Your instructions —
Down to the last line, write out the entries below exactly and omit all pictures.

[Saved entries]
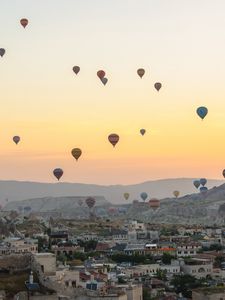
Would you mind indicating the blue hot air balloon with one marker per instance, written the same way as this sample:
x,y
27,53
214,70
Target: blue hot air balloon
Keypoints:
x,y
196,183
144,196
202,111
203,181
203,190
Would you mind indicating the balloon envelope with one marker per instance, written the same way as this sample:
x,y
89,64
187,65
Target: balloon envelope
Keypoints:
x,y
16,139
176,193
142,131
2,52
58,172
196,183
101,74
126,196
203,181
90,202
224,173
141,72
24,22
76,69
144,196
154,203
157,86
76,152
113,139
104,80
202,111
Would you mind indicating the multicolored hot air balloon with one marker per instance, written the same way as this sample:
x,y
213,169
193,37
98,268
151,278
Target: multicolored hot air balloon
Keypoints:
x,y
126,196
202,112
142,131
76,152
203,190
16,139
154,203
90,201
2,52
76,69
144,196
141,72
113,139
176,193
196,183
104,80
24,22
101,74
157,86
203,181
58,172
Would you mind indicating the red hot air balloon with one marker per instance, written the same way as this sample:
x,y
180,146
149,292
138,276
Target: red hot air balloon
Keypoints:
x,y
157,86
154,203
76,69
90,202
141,72
113,139
104,80
101,74
24,22
58,173
16,139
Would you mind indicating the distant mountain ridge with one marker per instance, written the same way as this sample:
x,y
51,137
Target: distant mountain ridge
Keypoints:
x,y
19,190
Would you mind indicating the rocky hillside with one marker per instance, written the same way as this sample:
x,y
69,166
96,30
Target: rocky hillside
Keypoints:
x,y
190,209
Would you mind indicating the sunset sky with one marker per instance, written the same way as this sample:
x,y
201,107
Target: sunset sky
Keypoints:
x,y
180,43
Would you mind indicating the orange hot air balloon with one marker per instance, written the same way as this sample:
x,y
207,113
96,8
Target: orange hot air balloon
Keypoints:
x,y
58,172
24,22
76,152
154,203
113,139
101,74
157,86
176,193
141,72
76,69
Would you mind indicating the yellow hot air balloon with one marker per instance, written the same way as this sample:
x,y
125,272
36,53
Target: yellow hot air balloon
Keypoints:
x,y
126,196
76,152
176,193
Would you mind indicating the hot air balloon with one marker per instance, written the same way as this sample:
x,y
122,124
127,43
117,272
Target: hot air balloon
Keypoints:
x,y
113,139
90,202
144,196
202,111
154,203
16,139
76,69
58,173
141,72
157,86
203,181
104,80
126,196
224,173
176,193
203,190
80,202
101,74
2,52
142,131
24,22
76,152
196,183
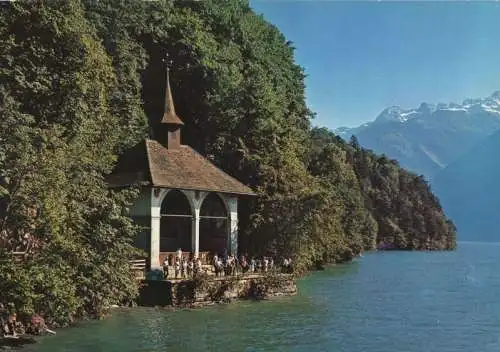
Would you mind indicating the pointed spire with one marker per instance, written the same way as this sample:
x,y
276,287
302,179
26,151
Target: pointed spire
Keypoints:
x,y
169,115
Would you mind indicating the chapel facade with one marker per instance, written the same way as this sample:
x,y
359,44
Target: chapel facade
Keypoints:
x,y
185,201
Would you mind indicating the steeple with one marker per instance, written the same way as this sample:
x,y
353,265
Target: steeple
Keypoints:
x,y
169,129
169,115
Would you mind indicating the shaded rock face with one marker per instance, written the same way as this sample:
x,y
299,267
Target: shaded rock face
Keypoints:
x,y
205,291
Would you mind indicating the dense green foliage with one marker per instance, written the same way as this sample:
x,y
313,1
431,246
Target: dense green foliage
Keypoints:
x,y
78,80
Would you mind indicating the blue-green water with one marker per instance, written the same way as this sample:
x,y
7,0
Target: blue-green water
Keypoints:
x,y
383,302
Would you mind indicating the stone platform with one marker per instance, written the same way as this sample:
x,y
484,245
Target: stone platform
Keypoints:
x,y
205,289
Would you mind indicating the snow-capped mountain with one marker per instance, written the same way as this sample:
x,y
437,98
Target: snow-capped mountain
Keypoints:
x,y
427,138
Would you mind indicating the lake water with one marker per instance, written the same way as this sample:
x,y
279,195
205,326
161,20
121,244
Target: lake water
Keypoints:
x,y
383,302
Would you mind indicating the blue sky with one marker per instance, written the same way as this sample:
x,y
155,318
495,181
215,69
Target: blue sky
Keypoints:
x,y
361,57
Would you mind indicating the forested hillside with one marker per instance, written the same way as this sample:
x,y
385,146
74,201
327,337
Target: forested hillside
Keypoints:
x,y
79,82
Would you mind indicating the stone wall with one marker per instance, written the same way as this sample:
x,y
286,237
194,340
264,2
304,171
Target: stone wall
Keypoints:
x,y
204,290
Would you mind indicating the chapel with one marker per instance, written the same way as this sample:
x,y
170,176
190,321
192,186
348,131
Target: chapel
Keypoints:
x,y
185,201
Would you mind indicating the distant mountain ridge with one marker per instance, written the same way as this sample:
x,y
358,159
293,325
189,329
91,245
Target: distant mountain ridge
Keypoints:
x,y
469,191
428,138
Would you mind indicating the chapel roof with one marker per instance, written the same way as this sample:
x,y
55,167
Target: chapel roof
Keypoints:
x,y
154,163
150,163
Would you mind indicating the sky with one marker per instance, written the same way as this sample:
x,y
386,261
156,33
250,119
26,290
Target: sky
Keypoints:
x,y
361,57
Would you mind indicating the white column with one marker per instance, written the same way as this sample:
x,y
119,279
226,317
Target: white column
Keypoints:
x,y
196,232
232,236
154,250
154,255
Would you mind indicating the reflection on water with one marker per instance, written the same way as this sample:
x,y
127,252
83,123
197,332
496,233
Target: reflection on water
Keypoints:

Answer space —
Would you mind indicating the blue hot air balloon with one marker per instance, written the same way as this sample:
x,y
27,53
214,70
Target: blue hot air balloon
Keypoints:
x,y
196,183
144,196
202,111
203,181
203,190
Would you mind indicating the balloon envelope with one marker per instance, written the same way as this sample:
x,y
89,64
187,65
Target: balloon envelope
Keypoints:
x,y
16,139
176,193
142,131
2,52
58,172
196,183
101,74
126,196
203,181
90,202
224,173
141,72
24,22
76,69
144,196
154,203
157,86
76,152
113,139
104,80
202,111
Would you mind indicating the multicolored hot air balloon with one marker per instance, written the same way as this sample:
x,y
213,169
193,37
98,268
151,278
Target: multicolored hot air balloon
Keypoints:
x,y
126,196
202,112
142,131
76,152
203,190
16,139
154,203
90,201
2,52
76,69
144,196
141,72
113,139
176,193
196,183
104,80
24,22
101,74
157,86
203,181
58,172
Would you mind indicating the red hot air balloon with one marker per instance, written the same way as this sample:
x,y
180,146
149,292
138,276
Target: red hot air balloon
Keypoints:
x,y
157,86
154,203
76,69
90,202
141,72
113,139
104,80
101,74
24,22
58,173
16,139
Would you mind indicating the distant mountain ridge with one marker per instance, written the same way as this sample:
x,y
51,137
Target: distant mountain ridge
Keypoints:
x,y
19,190
Would you mind indicating the rocky hillside with one marker per instance, written the same way as this sample:
x,y
69,166
96,30
Target: rocky hillside
Keypoints:
x,y
190,209
Would you mind indicating the sunset sky with one marker per instance, written the same way as this sample:
x,y
201,107
Target: sunset sky
Keypoints:
x,y
180,43
Would you mind indicating the orange hot air balloon with one marker per instance, written the same way as this sample:
x,y
207,113
96,8
Target: orange hot air balloon
Keypoints:
x,y
58,172
24,22
76,152
154,203
113,139
101,74
157,86
176,193
141,72
76,69
Would you mind indicating the yellow hot air balloon with one marker per instance, written the same way as this sample:
x,y
125,272
36,53
Target: yellow hot air balloon
Keypoints:
x,y
126,196
76,152
176,193
Would you mind indicating the hot air balloon with one marker per instance, written the same way as this sample:
x,y
122,124
127,43
117,272
Target: hot air balloon
Keypoints:
x,y
113,139
90,202
144,196
202,111
154,203
16,139
76,69
58,173
141,72
157,86
203,181
104,80
126,196
224,173
176,193
203,190
80,202
101,74
2,52
142,131
24,22
76,152
196,183
Would you mind indicating the pointed spire with one marker per instance, written the same way as this sample:
x,y
276,287
302,179
26,151
Target: pointed spire
Keypoints:
x,y
169,115
Would you mind indicating the chapel facade with one marker per instance, written the same way as this sample:
x,y
359,44
Target: chapel facade
Keypoints:
x,y
185,201
Would you mind indicating the steeple with one marker per instance, written the same way as this sample:
x,y
353,265
Target: steeple
Keypoints:
x,y
169,129
169,115
Would you mind indicating the shaded rock face with one marker per instance, written the same way as this sample:
x,y
299,267
Target: shaded rock face
Keypoints:
x,y
205,291
Would you mind indicating the dense green foliage with one marker per instance, written the same way as this sample:
x,y
313,1
431,246
Target: dense green foliage
Keypoints:
x,y
78,80
Would you mind indicating the blue-green water with one marker per instance, written the same way as this sample:
x,y
7,0
Target: blue-green water
Keypoints:
x,y
383,302
Would you mind indicating the stone platform with one marker per instance, written the same way as this sample:
x,y
484,245
Target: stone platform
Keypoints:
x,y
205,289
Would you mind indicating the snow-capped mountain with one marker per instance, written the same way as this sample:
x,y
437,98
Target: snow-capped mountain
Keypoints:
x,y
427,138
Would you mind indicating the lake water with one marker per instance, written the same way as this sample:
x,y
279,195
205,326
161,20
121,244
Target: lake water
Keypoints:
x,y
383,302
Would you mind indicating the blue sky with one marker per instance, written the same way as this sample:
x,y
155,318
495,181
215,69
Target: blue sky
Keypoints:
x,y
361,57
Would you mind indicating the forested hillside with one marker per instance, written the same way as this sample:
x,y
385,146
74,201
327,337
Target: forested hillside
Keypoints:
x,y
79,82
Would you mind indicating the stone wall with one marker per instance, written the same way as this sample:
x,y
286,237
194,340
264,2
304,171
Target: stone wall
Keypoints:
x,y
204,290
Would you mind indicating the chapel with one marker per instance, written the same way as this sample:
x,y
170,176
190,321
192,186
348,131
Target: chapel
Keypoints:
x,y
185,201
Would you mind indicating the distant mountain ridge with one marker per instance, written the same way as this sample:
x,y
358,159
293,325
189,329
91,245
Target: distant mountain ridge
Keypoints:
x,y
469,191
428,138
Would you mind indicating the chapel roof with one marker per instance, written the same way as this sample:
x,y
55,167
Target: chapel roof
Keypoints:
x,y
154,163
150,163
Would you mind indicating the sky with one marker per instance, written the same way as this sample:
x,y
386,261
156,33
250,119
26,290
Target: sky
Keypoints:
x,y
361,57
Would you mind indicating the white column with one marker per instance, written the same way as this sample:
x,y
119,279
226,317
Target: white column
Keypoints:
x,y
196,232
232,236
154,250
154,255
Would you mind indicating the reflection on water with one marker per instance, written the same way as this sample:
x,y
127,252
83,123
197,332
496,233
Target: reflection on water
Keypoints:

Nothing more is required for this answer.